- **Extract to read**:

## Begin

Here is a simple pattern inspired by the first example in the OP's post:
^((ab)*)+$
Given the input:
abababababababababababab
The regex engine tries something like (abababababababababababab) and a match is found on the first try.
But then we throw the monkey wrench in:
abababababababababababab a
The engine will first try (abababababababababababab) but that fails because of that extra a. This causes catastrophic backtracking, because our pattern (ab)*, in a show of good faith, will release one of its captures (it will "backtrack") and let the outer pattern try again. For our regex engine, that looks something like this:
(abababababababababababab) - Nope
(ababababababababababab)(ab) - Nope
(abababababababababab)(abab) - Nope
(abababababababababab)(ab)(ab) - Nope
(ababababababababab)(ababab) - Nope
(ababababababababab)(abab)(ab) - Nope
(ababababababababab)(ab)(abab) - Nope
(ababababababababab)(ab)(ab)(ab) - Nope
(abababababababab)(abababab) - Nope
(abababababababab)(ababab)(ab) - Nope
(abababababababab)(abab)(abab) - Nope
(abababababababab)(abab)(ab)(ab) - Nope
(abababababababab)(ab)(ababab) - Nope
(abababababababab)(ab)(abab)(ab) - Nope
(abababababababab)(ab)(ab)(abab) - Nope
(abababababababab)(ab)(ab)(ab)(ab) - Nope
(ababababababab)(ababababab) - Nope
(ababababababab)(abababab)(ab) - Nope
(ababababababab)(ababab)(abab) - Nope
(ababababababab)(ababab)(ab)(ab) - Nope
(ababababababab)(abab)(abab)(ab) - Nope
(ababababababab)(abab)(ab)(abab) - Nope
(ababababababab)(abab)(ab)(ab)(ab) - Nope
(ababababababab)(ab)(abababab) - Nope
(ababababababab)(ab)(ababab)(ab) - Nope
(ababababababab)(ab)(abab)(abab) - Nope
(ababababababab)(ab)(abab)(ab)(ab) - Nope
(ababababababab)(ab)(ab)(ababab) - Nope
(ababababababab)(ab)(ab)(abab)(ab) - Nope
(ababababababab)(ab)(ab)(ab)(abab) - Nope
(ababababababab)(ab)(ab)(ab)(ab)(ab) - Nope
                              ...

## End

- **What you need to do**:
1. Write out the passage of the regex backtracking explanation starting with "Here is a simple" and going on through "the first try.".
2. Supply the next part of the explanation of catastrophic regex backtracking, picking up right after its final line.

- **Supplied material**:
## Begin

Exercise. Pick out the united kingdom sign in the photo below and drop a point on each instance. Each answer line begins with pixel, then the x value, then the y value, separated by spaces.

## End

- **Expected responses**:
1.
Here is a simple pattern inspired by the first example in the OP's post:
^((ab)*)+$
Given the input:
abababababababababababab
The regex engine tries something like (abababababababababababab) and a match is found on the first try.

2.
(ab)(ab)(ab)(ab)(ab)(ab)(ab)(ab)(abababab) - Nope
(ab)(ab)(ab)(ab)(ab)(ab)(ab)(ab)(ababab)(ab) - Nope
(ab)(ab)(ab)(ab)(ab)(ab)(ab)(ab)(abab)(abab) - Nope
(ab)(ab)(ab)(ab)(ab)(ab)(ab)(ab)(abab)(ab)(ab) - Nope
(ab)(ab)(ab)(ab)(ab)(ab)(ab)(ab)(ab)(ababab) - Nope
(ab)(ab)(ab)(ab)(ab)(ab)(ab)(ab)(ab)(abab)(ab) - Nope
(ab)(ab)(ab)(ab)(ab)(ab)(ab)(ab)(ab)(ab)(abab) - Nope
(ab)(ab)(ab)(ab)(ab)(ab)(ab)(ab)(ab)(ab)(ab)(ab) - Nope
The number of possible combinations scales exponentially with the length of the input and, before you know it, the regex engine is eating up all your system resources trying to solve this thing until, having exhausted every possible combination of terms, it finally gives up and reports "There is no match." Meanwhile your server has turned into a burning pile of molten metal.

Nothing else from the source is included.